--- THE INPUT ---
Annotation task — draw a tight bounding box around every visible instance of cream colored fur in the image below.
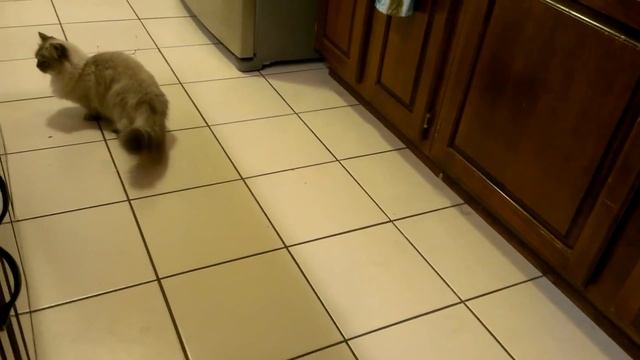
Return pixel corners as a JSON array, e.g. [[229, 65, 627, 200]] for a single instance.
[[36, 34, 167, 154]]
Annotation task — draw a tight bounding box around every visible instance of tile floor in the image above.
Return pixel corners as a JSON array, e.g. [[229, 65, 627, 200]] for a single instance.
[[0, 0, 631, 359]]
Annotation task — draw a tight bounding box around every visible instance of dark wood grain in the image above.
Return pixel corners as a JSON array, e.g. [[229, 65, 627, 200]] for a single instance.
[[585, 191, 640, 343], [452, 0, 639, 238], [315, 0, 371, 84], [359, 0, 457, 143], [316, 0, 640, 349]]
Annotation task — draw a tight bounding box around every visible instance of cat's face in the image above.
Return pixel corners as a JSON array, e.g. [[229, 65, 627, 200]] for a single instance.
[[35, 32, 68, 74]]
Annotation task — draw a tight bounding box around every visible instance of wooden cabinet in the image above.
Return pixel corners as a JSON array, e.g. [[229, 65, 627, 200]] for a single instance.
[[316, 0, 640, 349], [358, 0, 456, 143], [315, 0, 371, 85], [430, 0, 640, 277], [586, 193, 640, 343]]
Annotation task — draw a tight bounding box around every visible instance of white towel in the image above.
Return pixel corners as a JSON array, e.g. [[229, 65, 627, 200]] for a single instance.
[[375, 0, 415, 17]]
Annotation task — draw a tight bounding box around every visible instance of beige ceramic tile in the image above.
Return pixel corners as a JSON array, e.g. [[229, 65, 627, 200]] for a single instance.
[[64, 20, 155, 53], [260, 61, 326, 75], [213, 115, 334, 177], [301, 105, 404, 159], [468, 278, 631, 360], [52, 0, 136, 23], [128, 0, 191, 18], [396, 205, 540, 299], [300, 344, 354, 360], [0, 0, 58, 27], [32, 283, 184, 360], [126, 49, 178, 85], [343, 149, 462, 219], [350, 305, 510, 360], [0, 25, 64, 61], [247, 163, 387, 244], [163, 250, 342, 360], [16, 315, 36, 358], [0, 58, 52, 102], [133, 181, 281, 276], [108, 127, 238, 198], [143, 17, 216, 48], [0, 97, 101, 153], [160, 84, 205, 129], [162, 44, 256, 83], [8, 142, 125, 219], [14, 203, 154, 310], [265, 68, 357, 112], [185, 76, 292, 125], [292, 224, 458, 336]]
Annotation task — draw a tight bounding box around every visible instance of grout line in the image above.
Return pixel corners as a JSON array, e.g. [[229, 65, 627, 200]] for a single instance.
[[259, 66, 328, 77], [0, 17, 196, 31], [259, 71, 361, 360], [0, 95, 55, 105], [295, 103, 361, 115], [2, 124, 209, 158], [345, 302, 462, 342], [95, 120, 190, 359], [338, 147, 408, 162], [127, 177, 241, 202], [101, 4, 193, 358], [13, 199, 128, 223], [18, 279, 157, 315], [241, 160, 337, 180], [260, 71, 517, 360], [178, 73, 262, 85], [390, 202, 465, 222], [153, 41, 219, 49], [208, 112, 296, 127], [0, 57, 38, 63], [133, 13, 361, 357], [0, 23, 60, 30], [158, 247, 285, 281], [463, 275, 545, 303], [46, 0, 67, 40], [4, 139, 105, 156], [287, 340, 349, 360]]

--- WHAT YOU NEED TO DO ---
Search the data above for the string "tile". Report every line where it is found.

--- EXERCISE OUTPUT ---
Annotation task — draw a tight bounding box around every visible instance of tile floor in the image above.
Annotation task — draw a tight bounding box around every visible instance of beige ceramic tile in the image above.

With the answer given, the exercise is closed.